EXERCISE SET:
1. Answer these questions using the discussion of the unusual star, and mark your answers (a), (b) and (c):
(a) What does it call the primary limiting factor to the possibilities of life?
(b) Where does the writer say their money is?
(c) Photons would otherwise have beamed into the tube of which telescope?
2. Write the next part of the discussion of the unusual star, starting after its final sentence.
### ARTICLE
The primary limiting factor to hte possibilities of life is liquid water, and we know for near certain that it is quite likely common.
 
Well I came across this story via one of my Facebook friends and found it fascinating. I imagine it will turn out to be some form of natural phenomenon, maybe even something in nature we've yet to discover. But still if it does turn out to be evidence of ET megastructures orbiting a star, I guess it would answer the Fermi Paradox. I should stress my money is on something natural, but who knows what might happen if radio telescope time is allocated.
http://www.theatlantic.com/science/archive/2015/10/the-most-interesting-star-in-our-galaxy/410023/
 
Well I came across this story via one of my Facebook friends and found it fascinating. I imagine it will turn out to be some form of natural phenomenon, maybe even something in nature we've yet to discover. But still if it does turn out to be evidence of ET megastructures orbiting a star, I guess it would answer the Fermi Paradox. I should stress my money is on something natural, but who knows what might happen if radio telescope time is allocated.
http://www.theatlantic.com/science/archive/2015/10/the-most-interesting-star-in-our-galaxy/410023/

Interesting article.

And yet, there is this mess of objects circling it. A mess big enough to block a substantial number of photons that would have otherwise beamed into the tube of the Kepler Space Telescope. If blind nature deposited this mess around the star, it must have done so recently. Otherwise, it would be gone by now. Gravity would have consolidated it, or it would have been sucked into the star and swallowed, after a brief fiery splash.
######
### ROWS
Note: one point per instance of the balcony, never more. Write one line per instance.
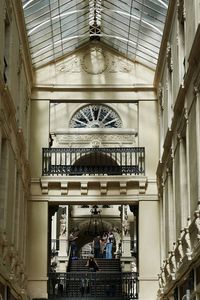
(93, 161)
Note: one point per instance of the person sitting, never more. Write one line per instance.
(92, 264)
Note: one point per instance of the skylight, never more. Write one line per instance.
(58, 27)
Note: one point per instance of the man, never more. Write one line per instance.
(96, 246)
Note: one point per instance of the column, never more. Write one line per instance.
(63, 247)
(149, 248)
(37, 249)
(126, 257)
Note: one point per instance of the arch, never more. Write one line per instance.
(96, 163)
(95, 116)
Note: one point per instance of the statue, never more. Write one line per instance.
(63, 225)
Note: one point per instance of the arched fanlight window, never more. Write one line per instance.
(95, 116)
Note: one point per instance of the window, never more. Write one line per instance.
(96, 116)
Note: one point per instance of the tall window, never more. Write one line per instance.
(6, 48)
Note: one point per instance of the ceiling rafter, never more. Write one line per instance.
(57, 27)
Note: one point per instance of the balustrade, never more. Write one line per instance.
(93, 161)
(94, 284)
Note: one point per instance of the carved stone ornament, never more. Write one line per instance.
(169, 57)
(160, 96)
(188, 243)
(72, 65)
(197, 223)
(95, 61)
(181, 10)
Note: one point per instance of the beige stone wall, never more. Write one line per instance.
(15, 86)
(177, 78)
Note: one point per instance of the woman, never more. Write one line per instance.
(92, 264)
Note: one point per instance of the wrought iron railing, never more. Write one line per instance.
(93, 285)
(90, 161)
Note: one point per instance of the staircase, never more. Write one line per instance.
(105, 265)
(108, 283)
(105, 283)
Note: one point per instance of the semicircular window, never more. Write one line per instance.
(96, 116)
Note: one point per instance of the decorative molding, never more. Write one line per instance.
(185, 251)
(169, 58)
(181, 11)
(95, 61)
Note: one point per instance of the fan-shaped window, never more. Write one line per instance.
(96, 116)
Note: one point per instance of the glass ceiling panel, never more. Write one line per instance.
(57, 27)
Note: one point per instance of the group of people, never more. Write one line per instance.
(103, 245)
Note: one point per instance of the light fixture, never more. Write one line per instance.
(95, 226)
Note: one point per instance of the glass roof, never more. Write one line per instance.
(132, 27)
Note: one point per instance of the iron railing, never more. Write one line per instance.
(93, 285)
(90, 161)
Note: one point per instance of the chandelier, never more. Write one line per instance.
(95, 226)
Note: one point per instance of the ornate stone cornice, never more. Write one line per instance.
(181, 11)
(184, 254)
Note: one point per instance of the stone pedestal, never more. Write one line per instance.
(62, 254)
(126, 257)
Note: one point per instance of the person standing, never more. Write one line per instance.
(92, 264)
(109, 245)
(96, 246)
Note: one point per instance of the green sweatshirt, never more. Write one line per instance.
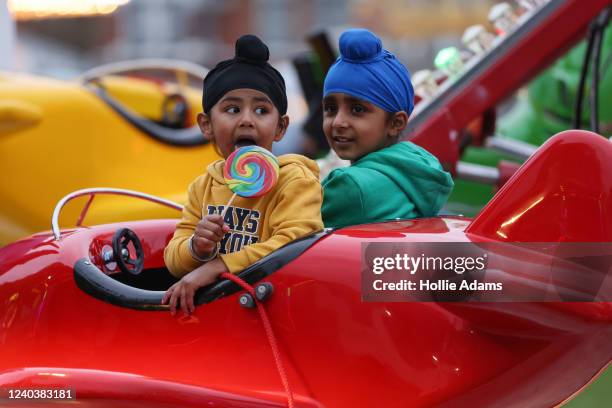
(400, 181)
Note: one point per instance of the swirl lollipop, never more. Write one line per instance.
(250, 171)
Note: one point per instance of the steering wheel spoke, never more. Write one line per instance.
(121, 253)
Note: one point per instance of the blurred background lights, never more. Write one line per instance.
(42, 9)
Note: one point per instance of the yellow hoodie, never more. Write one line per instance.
(258, 225)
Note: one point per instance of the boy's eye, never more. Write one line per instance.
(358, 108)
(329, 108)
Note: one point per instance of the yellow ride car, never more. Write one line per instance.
(128, 125)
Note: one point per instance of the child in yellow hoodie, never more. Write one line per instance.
(244, 103)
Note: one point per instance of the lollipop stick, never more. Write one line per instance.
(227, 206)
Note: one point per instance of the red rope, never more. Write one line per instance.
(269, 333)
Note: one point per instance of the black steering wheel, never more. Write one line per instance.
(121, 252)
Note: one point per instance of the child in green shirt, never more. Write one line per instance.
(367, 99)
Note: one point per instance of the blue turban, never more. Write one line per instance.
(367, 71)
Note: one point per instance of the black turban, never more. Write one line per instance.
(248, 69)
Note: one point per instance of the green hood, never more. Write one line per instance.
(401, 181)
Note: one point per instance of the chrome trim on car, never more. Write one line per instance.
(102, 190)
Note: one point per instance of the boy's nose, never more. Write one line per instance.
(246, 119)
(340, 120)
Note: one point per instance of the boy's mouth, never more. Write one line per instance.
(244, 141)
(341, 139)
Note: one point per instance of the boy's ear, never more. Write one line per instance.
(205, 125)
(398, 123)
(281, 128)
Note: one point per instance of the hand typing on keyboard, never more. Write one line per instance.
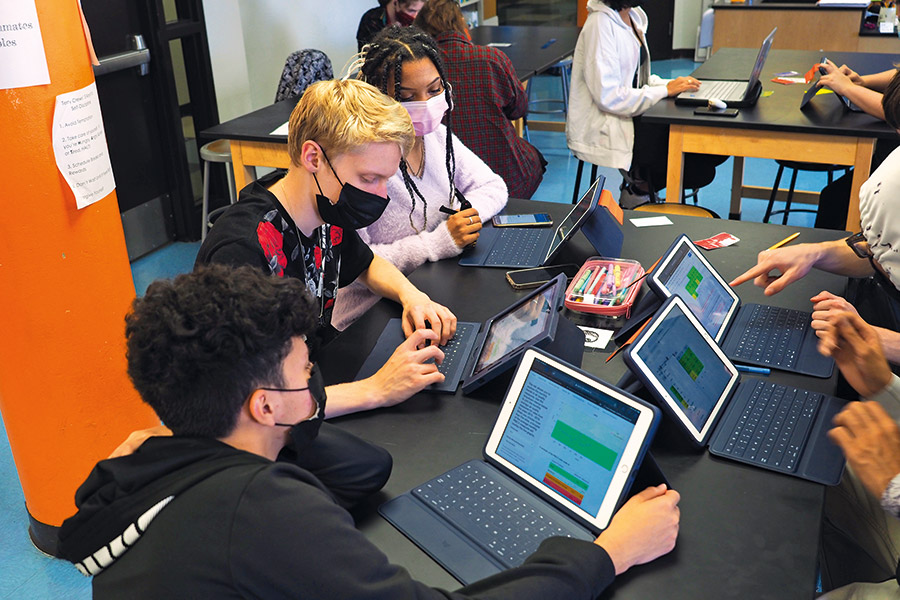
(644, 529)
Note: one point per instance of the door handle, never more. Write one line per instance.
(139, 56)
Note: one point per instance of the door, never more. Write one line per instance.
(154, 84)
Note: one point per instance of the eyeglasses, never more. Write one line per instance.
(859, 245)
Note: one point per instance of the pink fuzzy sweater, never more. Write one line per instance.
(394, 239)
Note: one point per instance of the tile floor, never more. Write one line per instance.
(25, 573)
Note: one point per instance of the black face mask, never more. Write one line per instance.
(303, 433)
(355, 208)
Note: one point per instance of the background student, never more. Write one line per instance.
(611, 87)
(487, 97)
(438, 175)
(866, 92)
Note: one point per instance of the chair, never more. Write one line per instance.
(218, 151)
(301, 69)
(563, 69)
(797, 166)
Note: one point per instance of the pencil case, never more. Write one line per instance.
(603, 286)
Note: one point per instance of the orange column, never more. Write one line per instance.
(65, 286)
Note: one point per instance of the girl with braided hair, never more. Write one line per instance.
(442, 191)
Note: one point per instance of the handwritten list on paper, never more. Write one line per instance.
(22, 59)
(79, 145)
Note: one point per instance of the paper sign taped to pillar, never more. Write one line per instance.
(79, 145)
(22, 59)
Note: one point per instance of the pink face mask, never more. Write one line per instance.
(427, 115)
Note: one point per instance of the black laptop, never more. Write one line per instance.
(777, 427)
(520, 247)
(737, 93)
(479, 353)
(753, 334)
(560, 459)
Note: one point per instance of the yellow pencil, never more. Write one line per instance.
(786, 240)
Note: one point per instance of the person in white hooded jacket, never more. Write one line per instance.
(611, 86)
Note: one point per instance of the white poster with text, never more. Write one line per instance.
(22, 59)
(79, 144)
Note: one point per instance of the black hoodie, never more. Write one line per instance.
(204, 520)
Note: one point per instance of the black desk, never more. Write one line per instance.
(776, 127)
(530, 49)
(745, 532)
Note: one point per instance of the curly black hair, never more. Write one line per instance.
(890, 101)
(200, 344)
(383, 60)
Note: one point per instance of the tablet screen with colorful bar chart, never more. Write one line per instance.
(568, 437)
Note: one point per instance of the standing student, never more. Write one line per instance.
(221, 355)
(487, 98)
(439, 175)
(611, 87)
(388, 12)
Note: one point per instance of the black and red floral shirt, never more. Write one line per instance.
(257, 230)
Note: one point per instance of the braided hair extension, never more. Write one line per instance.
(384, 57)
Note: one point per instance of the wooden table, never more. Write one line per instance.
(253, 145)
(776, 128)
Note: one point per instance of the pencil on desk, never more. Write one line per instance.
(786, 240)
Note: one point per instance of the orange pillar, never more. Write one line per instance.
(65, 286)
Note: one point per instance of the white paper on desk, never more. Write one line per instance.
(22, 56)
(650, 221)
(281, 130)
(596, 338)
(79, 145)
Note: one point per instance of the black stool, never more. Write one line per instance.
(797, 166)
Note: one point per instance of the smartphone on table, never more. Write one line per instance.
(527, 220)
(523, 279)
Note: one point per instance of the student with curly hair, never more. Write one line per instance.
(388, 12)
(438, 176)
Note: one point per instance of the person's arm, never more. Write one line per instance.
(276, 555)
(861, 94)
(387, 281)
(602, 77)
(776, 269)
(510, 93)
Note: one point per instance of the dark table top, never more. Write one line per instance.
(780, 5)
(532, 49)
(781, 110)
(745, 532)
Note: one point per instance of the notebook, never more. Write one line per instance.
(479, 353)
(736, 93)
(520, 247)
(764, 424)
(753, 334)
(559, 460)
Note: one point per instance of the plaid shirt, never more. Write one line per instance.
(486, 95)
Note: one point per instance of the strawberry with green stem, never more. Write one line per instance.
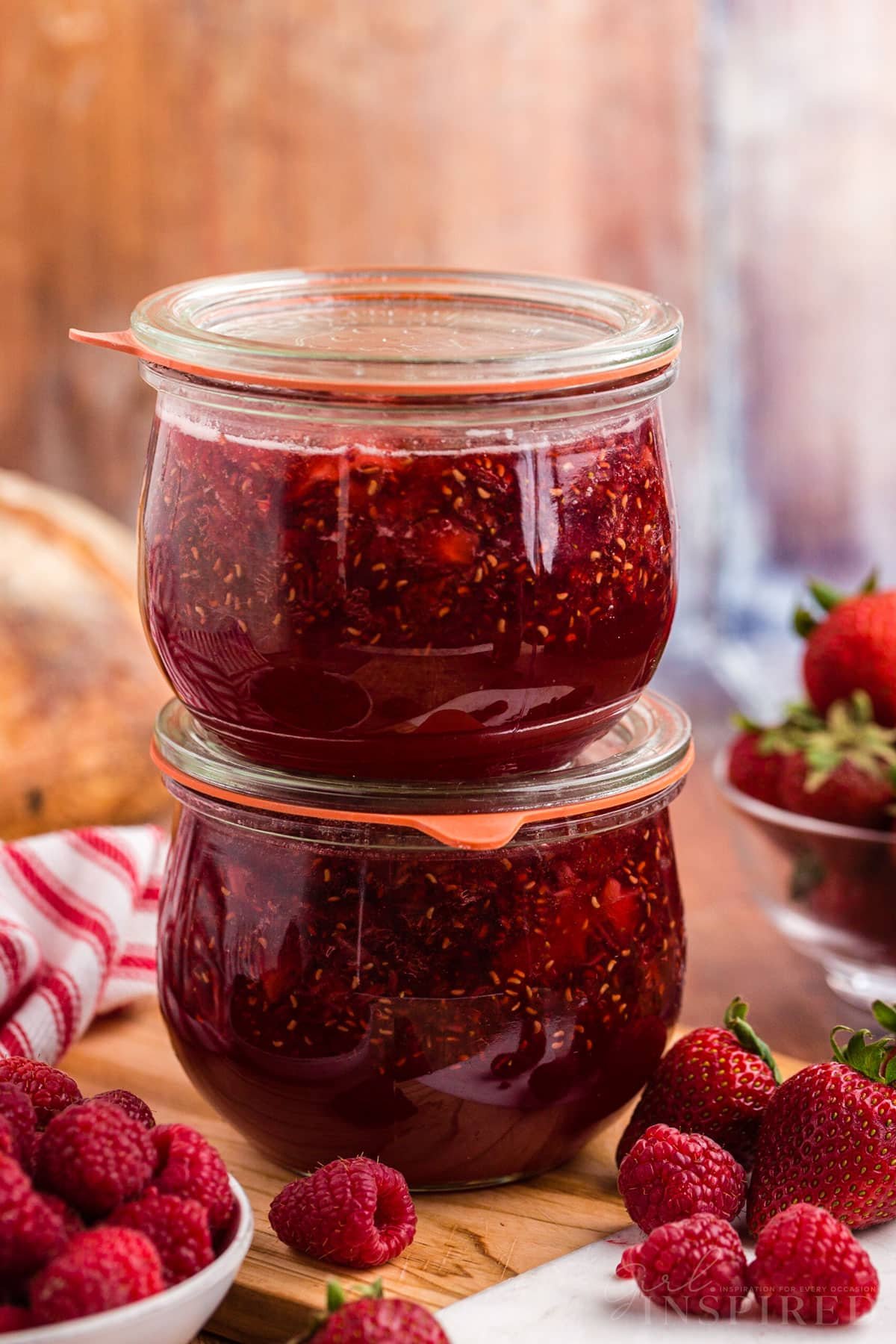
######
THE REPLIES:
1.
(a) Liquid water
(b) On something natural
(c) The Kepler Space Telescope

2.
But we may not be receiving the light from such an event, yet. The one piece of information that seemed to be missing from the story was how far the star is from us (unless I missed it).
 
But we may not be receiving the light from such an event, yet. The one piece of information that seemed to be missing from the story was how far the star is from us (unless I missed it).

The distance of the star has no bearing on the timing required for the phenomena to be visible at just the right time from earth. A short life span is still short. The article just doesn't explain it that clearly.
 
This article below lists the star in question as KIC 8462852 which according to Wikipedia is approximately 1482 light years away. So even if they are looking at some alien mega structure, who knows if the people who built it are still around or indeed if its still in orbit.
http://news.discovery.com/space/ali...-discovered-an-alien-megastructure-151014.htm
Also several British newspapers have picked up on the story though no sign of it on the BBC or CNN websites.
 
If it were established that this is likely to be a megastructure (a big if), remember that Kepler's field of view is about a quarter of one percent of the night sky, monitoring the brightness of 145,000 stars. There are approximately 4 billion type F and G stars in our Galaxy alone. That's potentially 25,000 advanced civilizations. Of course, the error bars are huge on that estimate but it's unlikely that we just happened to point the KST in the right direction to locate the only example.

Of course, putting my sensible head on, Aunt Sally, the light signature might indicate either a new type of variable star or a load of occulting crap being perturbed toward the star by its companion star, which is 1000AU distant from it (if the reporting is correct).
 
If it were established that this is likely to be a megastructure (a big if), remember that Kepler's field of view is about a quarter of one percent of the night sky, monitoring the brightness of 145,000 stars. There are approximately 4 billion type F and G stars in our Galaxy alone. That's potentially 25,000 advanced civilizations. Of course, the error bars are huge on that estimate but it's unlikely that we just happened to point the KST in the right direction to locate the only example.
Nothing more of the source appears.